Buien 1 tot 3 waren maatgevende buien, die verschilden in initiële condities (droog/nat) en duur van de neerslag. Bui 4 was niet maatgevend, maar representeerde het functioneren van de wadi bij reguliere neerslag beter. Aangezien het van het geometrisch ontwerp van een wadi en het aangesloten oppervlak afhangt bij welke bui de wadi compleet gevuld wordt, is ervoor gekozen niet naar bui-intensiteit te kijken, om de wadi’s eerlijk te kunnen vergelijken (20 mm/uur over 50 m2 geeft hetzelfde volume als 50 mm/uur over 20 m2).

▶ OPDRACHTEN
**a.** Herhaal woord voor woord het stuk uit het tekstblok tussen "Buien 1 tot" en "over 20 m2).", die woorden zelf inbegrepen.
**b.** Noem alle hoeveelheden met een eenheid die tussen haakjes in het tekstblok staan.

▶ Datasetrecords over de plek van objecten
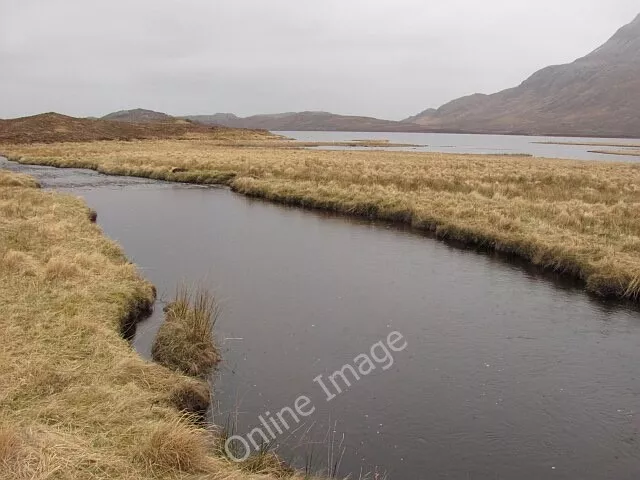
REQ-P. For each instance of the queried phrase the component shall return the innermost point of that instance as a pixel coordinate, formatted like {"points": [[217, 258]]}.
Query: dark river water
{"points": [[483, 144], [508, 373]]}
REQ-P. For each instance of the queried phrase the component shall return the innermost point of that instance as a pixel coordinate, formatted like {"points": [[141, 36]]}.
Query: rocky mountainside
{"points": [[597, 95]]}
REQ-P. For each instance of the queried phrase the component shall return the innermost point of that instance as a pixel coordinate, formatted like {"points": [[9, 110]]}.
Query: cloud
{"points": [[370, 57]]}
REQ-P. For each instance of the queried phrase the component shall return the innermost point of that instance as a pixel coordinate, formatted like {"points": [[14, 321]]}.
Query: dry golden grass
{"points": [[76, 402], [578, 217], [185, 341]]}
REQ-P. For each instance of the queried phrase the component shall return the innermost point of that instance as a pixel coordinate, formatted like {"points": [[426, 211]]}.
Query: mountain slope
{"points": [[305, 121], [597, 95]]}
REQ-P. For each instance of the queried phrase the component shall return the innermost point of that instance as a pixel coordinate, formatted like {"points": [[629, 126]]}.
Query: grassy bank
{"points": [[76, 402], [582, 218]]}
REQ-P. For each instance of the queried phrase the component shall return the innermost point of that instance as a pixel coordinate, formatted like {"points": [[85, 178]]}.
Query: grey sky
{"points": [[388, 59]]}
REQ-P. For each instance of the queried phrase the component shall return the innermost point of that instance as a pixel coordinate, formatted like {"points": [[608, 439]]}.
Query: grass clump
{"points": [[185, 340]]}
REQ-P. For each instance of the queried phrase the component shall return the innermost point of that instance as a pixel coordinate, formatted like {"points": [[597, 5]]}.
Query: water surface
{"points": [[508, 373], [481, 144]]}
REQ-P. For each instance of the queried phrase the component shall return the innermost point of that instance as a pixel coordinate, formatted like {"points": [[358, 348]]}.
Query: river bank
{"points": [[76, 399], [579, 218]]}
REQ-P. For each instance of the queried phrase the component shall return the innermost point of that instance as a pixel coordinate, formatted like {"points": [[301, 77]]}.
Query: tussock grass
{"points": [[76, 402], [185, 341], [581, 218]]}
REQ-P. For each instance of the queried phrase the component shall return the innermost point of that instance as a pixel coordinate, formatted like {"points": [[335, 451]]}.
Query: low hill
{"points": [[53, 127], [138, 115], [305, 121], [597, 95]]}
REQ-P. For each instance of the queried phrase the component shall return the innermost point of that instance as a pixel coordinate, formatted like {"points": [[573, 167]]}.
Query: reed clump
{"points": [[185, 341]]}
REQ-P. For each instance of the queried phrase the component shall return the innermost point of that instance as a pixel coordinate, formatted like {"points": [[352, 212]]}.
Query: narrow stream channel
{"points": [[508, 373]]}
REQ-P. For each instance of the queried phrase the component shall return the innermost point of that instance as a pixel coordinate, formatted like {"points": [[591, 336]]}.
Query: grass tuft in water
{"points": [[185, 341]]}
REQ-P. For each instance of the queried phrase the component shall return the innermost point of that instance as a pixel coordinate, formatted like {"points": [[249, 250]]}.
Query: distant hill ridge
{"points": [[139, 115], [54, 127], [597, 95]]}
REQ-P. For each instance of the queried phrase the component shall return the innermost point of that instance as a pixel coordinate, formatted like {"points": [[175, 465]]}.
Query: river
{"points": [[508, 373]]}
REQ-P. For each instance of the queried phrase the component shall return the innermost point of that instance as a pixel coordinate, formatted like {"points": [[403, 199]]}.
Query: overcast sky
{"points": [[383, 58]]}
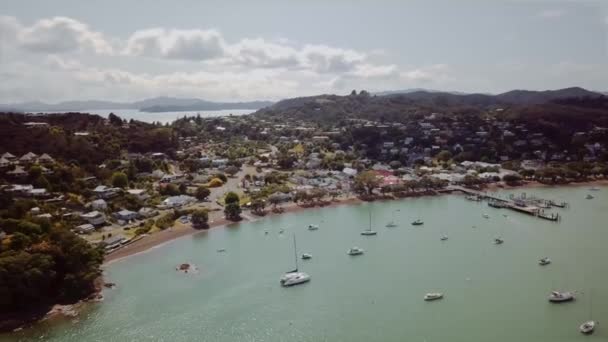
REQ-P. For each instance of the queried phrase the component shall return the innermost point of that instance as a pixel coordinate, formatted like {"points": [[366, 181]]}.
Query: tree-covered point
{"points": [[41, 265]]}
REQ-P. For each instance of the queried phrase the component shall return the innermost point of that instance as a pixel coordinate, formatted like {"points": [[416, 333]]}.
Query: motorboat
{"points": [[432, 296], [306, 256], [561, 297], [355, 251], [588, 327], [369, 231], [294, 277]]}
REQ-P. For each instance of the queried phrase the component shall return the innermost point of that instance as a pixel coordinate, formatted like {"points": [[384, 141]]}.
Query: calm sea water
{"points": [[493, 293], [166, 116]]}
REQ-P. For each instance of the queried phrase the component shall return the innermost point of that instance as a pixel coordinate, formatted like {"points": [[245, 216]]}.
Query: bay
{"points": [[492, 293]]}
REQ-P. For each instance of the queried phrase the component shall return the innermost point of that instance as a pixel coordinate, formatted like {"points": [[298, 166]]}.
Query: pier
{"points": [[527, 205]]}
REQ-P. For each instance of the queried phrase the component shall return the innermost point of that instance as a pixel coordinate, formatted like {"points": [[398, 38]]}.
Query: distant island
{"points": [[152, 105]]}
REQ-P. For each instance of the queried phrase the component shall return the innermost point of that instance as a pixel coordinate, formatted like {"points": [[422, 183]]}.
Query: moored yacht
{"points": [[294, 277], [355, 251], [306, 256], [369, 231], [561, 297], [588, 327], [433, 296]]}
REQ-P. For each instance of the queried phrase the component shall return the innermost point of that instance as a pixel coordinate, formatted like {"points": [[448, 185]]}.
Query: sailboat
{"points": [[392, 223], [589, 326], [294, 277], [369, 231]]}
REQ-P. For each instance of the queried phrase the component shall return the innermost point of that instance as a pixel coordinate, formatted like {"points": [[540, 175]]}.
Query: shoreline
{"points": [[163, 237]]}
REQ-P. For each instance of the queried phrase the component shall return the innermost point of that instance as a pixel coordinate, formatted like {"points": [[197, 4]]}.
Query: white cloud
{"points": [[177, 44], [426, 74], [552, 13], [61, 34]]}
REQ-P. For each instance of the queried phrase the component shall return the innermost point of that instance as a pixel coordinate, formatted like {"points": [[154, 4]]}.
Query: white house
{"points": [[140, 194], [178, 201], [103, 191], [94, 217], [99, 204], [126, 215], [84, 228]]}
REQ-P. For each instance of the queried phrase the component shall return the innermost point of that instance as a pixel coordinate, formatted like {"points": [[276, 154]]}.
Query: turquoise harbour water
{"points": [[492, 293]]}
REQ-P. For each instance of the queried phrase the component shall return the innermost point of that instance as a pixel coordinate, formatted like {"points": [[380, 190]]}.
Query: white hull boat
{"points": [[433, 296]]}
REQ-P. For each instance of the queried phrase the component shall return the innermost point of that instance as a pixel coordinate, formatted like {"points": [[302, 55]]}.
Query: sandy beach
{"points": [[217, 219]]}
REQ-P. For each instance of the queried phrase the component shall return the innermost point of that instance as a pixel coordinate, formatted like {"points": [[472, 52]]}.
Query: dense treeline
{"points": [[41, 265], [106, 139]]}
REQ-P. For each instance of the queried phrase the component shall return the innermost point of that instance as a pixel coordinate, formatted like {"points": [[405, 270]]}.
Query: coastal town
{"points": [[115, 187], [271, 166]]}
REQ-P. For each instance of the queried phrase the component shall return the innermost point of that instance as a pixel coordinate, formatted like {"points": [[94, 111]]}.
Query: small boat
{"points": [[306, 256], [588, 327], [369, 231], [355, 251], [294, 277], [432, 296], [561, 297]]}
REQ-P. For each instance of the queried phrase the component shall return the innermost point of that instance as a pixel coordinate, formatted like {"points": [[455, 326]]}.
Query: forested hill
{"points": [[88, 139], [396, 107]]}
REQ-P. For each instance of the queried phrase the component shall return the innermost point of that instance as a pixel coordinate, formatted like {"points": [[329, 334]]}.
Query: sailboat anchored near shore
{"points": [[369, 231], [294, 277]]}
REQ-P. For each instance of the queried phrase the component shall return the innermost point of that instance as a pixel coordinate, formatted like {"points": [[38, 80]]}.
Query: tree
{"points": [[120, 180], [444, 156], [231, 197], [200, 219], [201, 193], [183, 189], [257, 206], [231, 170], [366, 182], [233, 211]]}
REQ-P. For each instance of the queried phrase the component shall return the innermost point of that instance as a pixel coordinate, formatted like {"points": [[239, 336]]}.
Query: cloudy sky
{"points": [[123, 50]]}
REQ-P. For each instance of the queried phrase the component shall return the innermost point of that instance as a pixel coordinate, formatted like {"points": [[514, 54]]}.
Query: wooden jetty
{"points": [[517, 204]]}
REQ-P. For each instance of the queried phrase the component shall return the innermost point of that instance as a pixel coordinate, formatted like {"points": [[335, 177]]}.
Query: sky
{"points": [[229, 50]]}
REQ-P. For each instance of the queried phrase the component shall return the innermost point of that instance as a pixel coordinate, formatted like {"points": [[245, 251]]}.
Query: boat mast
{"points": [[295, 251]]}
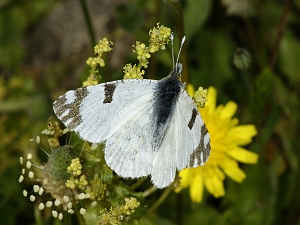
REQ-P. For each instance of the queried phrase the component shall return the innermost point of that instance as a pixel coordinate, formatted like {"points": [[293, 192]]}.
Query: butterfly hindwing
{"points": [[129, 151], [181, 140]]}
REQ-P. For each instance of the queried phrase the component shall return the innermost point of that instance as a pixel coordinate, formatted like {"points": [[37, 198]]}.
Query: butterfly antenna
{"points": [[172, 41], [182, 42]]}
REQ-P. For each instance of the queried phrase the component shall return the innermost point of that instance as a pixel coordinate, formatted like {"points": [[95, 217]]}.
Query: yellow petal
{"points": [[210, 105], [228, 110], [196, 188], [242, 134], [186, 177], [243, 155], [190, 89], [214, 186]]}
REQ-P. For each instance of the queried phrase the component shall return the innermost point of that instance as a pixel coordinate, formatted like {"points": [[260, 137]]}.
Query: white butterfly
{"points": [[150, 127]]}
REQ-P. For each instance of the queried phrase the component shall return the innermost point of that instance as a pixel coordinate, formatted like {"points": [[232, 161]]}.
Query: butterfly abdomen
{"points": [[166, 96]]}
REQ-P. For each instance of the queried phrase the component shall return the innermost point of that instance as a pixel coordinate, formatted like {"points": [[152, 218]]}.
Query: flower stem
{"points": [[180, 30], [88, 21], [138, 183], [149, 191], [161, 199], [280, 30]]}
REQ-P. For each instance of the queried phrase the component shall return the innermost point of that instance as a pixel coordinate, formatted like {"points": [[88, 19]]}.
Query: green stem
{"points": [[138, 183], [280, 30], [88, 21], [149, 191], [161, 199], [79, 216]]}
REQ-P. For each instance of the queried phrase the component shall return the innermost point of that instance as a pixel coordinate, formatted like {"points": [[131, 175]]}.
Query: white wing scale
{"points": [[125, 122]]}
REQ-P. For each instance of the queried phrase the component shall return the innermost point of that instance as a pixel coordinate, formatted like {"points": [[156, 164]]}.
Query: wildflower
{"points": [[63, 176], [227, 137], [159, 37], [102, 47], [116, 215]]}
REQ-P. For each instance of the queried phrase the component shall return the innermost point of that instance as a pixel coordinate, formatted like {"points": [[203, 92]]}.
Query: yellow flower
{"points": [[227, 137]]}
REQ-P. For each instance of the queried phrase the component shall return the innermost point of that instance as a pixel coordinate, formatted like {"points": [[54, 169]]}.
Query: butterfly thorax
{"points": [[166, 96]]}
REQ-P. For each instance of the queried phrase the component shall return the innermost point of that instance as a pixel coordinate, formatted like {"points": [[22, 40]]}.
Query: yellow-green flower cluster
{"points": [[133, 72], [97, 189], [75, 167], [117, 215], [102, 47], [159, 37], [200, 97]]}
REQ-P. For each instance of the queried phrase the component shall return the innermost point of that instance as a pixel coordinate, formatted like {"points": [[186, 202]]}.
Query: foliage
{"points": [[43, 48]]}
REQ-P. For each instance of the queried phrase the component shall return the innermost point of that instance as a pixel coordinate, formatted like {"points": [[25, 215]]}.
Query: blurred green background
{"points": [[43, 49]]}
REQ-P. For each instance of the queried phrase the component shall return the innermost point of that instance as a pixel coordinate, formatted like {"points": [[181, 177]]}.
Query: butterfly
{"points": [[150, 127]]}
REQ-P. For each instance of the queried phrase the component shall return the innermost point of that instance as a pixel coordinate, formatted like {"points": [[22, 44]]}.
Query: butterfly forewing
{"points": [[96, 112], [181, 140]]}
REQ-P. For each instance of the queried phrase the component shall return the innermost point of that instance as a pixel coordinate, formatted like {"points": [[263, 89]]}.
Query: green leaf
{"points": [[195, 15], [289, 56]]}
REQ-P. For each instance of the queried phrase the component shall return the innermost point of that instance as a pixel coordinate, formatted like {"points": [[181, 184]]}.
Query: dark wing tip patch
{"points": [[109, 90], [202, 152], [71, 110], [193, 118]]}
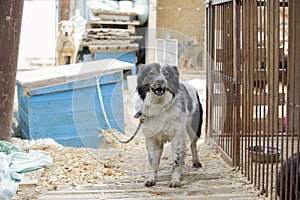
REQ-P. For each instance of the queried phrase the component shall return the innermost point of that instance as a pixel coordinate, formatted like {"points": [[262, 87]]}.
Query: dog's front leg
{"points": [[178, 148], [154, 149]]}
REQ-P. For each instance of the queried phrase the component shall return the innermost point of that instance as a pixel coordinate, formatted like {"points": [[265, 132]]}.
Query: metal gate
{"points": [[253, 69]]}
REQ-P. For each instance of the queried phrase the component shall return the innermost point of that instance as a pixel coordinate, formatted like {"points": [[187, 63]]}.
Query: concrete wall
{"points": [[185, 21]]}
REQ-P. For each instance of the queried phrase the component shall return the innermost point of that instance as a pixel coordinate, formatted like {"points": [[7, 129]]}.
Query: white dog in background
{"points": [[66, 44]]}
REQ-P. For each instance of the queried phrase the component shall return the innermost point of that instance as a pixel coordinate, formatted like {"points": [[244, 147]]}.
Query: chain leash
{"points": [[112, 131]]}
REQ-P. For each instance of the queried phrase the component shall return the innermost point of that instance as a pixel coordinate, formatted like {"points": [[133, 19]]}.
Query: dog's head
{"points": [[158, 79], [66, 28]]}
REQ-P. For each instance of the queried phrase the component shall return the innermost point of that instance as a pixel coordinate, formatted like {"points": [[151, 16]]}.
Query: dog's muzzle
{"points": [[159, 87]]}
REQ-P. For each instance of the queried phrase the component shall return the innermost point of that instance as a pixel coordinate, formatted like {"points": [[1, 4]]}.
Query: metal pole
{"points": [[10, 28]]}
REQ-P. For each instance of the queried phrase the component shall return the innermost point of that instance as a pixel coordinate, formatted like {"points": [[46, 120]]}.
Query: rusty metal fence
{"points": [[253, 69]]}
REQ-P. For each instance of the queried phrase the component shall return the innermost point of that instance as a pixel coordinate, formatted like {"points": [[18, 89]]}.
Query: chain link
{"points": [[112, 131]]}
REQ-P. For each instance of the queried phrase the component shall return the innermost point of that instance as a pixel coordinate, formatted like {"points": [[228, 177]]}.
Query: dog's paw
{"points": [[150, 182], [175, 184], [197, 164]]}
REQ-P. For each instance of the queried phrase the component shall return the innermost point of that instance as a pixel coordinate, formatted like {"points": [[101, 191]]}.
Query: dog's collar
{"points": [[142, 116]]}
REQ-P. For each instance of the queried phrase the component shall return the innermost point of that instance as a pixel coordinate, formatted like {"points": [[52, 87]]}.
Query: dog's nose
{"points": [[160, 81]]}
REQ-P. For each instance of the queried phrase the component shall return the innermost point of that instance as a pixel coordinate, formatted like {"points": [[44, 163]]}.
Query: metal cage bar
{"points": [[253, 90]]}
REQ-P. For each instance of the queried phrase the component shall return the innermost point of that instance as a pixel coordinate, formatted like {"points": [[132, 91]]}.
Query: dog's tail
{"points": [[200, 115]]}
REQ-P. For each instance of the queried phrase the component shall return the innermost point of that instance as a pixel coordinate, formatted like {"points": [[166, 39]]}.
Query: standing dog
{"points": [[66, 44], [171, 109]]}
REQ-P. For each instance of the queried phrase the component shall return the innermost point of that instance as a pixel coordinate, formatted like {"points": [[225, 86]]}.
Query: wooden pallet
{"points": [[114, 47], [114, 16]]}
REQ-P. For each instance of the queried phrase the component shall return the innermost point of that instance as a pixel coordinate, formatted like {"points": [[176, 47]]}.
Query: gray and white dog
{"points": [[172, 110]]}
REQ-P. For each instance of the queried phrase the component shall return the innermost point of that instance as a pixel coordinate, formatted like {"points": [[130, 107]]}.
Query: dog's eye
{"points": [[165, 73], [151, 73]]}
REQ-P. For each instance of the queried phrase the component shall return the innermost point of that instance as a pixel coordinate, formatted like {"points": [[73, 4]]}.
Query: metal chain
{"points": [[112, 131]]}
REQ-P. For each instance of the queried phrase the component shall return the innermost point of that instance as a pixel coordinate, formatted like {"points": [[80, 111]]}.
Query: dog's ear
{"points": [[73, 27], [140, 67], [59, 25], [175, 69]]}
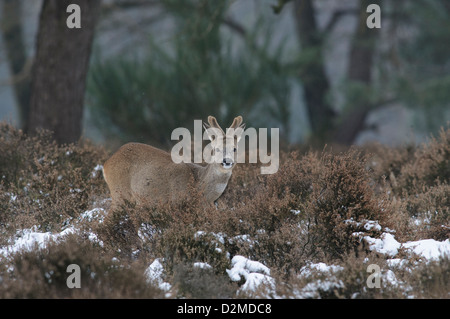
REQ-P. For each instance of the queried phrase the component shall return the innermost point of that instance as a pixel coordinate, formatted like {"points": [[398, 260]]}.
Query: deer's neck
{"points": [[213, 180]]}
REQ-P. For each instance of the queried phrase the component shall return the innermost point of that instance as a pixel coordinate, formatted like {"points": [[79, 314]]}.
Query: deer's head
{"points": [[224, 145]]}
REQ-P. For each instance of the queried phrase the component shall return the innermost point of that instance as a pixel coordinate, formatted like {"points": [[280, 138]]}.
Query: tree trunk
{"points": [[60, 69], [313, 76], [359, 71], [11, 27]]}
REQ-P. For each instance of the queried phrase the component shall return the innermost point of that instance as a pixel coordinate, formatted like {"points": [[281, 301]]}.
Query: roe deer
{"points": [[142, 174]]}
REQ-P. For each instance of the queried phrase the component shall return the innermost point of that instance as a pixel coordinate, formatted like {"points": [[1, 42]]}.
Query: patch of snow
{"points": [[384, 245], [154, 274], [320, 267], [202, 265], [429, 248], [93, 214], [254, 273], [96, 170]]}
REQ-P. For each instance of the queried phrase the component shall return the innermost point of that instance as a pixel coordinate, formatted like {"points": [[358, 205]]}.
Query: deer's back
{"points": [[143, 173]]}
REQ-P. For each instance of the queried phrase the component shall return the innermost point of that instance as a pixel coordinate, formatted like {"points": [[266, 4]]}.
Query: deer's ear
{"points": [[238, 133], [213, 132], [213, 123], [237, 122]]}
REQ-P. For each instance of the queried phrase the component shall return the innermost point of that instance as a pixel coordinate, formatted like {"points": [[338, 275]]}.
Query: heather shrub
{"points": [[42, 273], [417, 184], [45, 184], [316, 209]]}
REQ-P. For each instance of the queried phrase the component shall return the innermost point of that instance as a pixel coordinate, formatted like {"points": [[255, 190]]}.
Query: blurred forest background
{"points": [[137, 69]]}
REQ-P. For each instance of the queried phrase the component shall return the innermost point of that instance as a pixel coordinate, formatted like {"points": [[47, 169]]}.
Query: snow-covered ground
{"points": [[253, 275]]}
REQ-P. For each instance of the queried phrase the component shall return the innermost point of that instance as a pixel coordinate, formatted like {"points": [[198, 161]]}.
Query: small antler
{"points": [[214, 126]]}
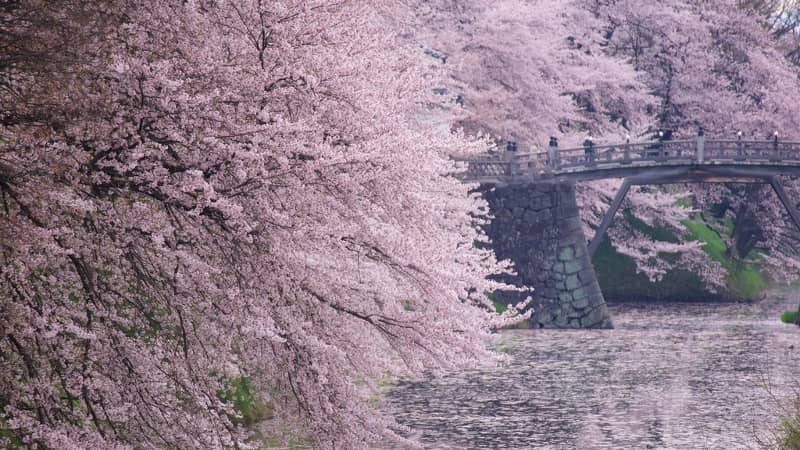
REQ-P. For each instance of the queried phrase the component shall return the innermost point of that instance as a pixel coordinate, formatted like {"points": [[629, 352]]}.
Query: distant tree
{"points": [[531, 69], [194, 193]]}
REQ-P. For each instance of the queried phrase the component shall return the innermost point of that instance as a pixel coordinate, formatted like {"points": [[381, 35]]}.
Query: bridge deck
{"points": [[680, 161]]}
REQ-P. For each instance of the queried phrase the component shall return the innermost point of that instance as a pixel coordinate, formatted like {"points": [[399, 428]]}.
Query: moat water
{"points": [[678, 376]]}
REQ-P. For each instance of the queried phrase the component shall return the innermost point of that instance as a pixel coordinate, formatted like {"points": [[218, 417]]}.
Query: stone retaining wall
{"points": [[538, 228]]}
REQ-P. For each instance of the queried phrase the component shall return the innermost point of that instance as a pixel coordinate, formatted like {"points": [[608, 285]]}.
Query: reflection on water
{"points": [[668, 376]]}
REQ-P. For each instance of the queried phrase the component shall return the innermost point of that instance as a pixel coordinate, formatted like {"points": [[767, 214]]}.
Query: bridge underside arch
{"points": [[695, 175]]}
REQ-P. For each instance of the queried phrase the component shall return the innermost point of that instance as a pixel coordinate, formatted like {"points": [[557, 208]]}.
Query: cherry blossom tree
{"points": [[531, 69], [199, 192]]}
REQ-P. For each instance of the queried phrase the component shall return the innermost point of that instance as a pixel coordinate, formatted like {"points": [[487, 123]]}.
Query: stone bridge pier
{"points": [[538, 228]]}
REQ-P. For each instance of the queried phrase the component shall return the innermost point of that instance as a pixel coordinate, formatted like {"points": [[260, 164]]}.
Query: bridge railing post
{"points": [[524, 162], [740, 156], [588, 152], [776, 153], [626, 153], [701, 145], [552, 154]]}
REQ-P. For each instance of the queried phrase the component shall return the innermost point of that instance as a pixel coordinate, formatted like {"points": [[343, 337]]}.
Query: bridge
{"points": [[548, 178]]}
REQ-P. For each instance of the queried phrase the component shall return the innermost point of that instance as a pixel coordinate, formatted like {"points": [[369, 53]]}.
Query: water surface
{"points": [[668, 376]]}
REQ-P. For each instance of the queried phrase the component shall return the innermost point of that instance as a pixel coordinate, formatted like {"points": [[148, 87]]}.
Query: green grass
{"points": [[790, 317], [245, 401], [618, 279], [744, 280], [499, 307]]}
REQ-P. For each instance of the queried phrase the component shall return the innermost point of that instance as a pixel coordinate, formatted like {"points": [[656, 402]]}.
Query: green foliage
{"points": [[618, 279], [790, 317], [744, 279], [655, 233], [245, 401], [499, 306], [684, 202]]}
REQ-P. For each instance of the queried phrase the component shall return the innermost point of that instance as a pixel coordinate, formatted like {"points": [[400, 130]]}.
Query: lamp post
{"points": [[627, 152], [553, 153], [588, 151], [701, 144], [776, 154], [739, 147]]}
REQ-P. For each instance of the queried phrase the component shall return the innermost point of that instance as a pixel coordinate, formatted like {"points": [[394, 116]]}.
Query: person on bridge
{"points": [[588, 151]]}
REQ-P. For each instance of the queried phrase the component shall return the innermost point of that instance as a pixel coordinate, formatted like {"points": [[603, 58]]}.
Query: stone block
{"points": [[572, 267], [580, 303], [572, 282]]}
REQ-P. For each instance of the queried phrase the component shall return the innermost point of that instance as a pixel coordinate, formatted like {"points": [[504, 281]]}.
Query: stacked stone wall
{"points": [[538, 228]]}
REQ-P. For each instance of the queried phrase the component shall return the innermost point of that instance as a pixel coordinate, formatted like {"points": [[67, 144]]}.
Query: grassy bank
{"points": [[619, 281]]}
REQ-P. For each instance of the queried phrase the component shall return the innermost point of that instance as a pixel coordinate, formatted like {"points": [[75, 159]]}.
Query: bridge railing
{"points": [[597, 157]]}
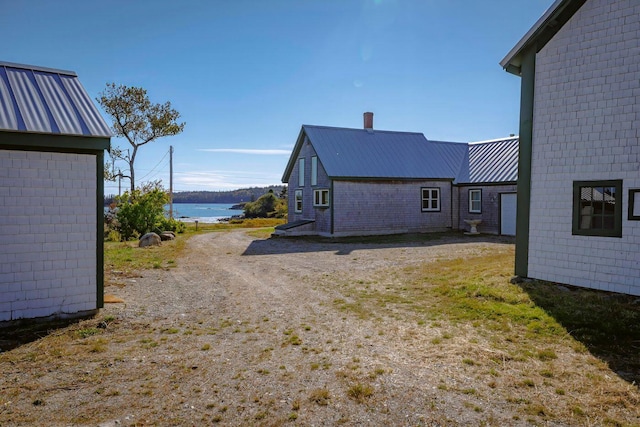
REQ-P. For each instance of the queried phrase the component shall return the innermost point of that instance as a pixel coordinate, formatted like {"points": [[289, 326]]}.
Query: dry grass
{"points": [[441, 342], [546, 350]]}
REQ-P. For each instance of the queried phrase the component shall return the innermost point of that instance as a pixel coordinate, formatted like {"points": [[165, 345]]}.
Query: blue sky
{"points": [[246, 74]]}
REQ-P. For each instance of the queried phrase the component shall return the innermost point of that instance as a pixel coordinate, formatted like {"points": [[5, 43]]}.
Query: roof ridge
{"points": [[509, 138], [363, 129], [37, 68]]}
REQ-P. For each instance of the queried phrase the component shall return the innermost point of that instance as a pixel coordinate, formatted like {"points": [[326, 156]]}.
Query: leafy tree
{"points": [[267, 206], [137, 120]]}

▶ ANTWOORDEN PER OPDRACHT
**a.**
Buien 1 tot 3 waren maatgevende buien, die verschilden in initiële condities (droog/nat) en duur van de neerslag. Bui 4 was niet maatgevend, maar representeerde het functioneren van de wadi bij reguliere neerslag beter. Aangezien het van het geometrisch ontwerp van een wadi en het aangesloten oppervlak afhangt bij welke bui de wadi compleet gevuld wordt, is ervoor gekozen niet naar bui-intensiteit te kijken, om de wadi’s eerlijk te kunnen vergelijken (20 mm/uur over 50 m2 geeft hetzelfde volume als 50 mm/uur over 20 m2).

**b.** 20 mm/uur, 50 m2, 50 mm/uur, 20 m2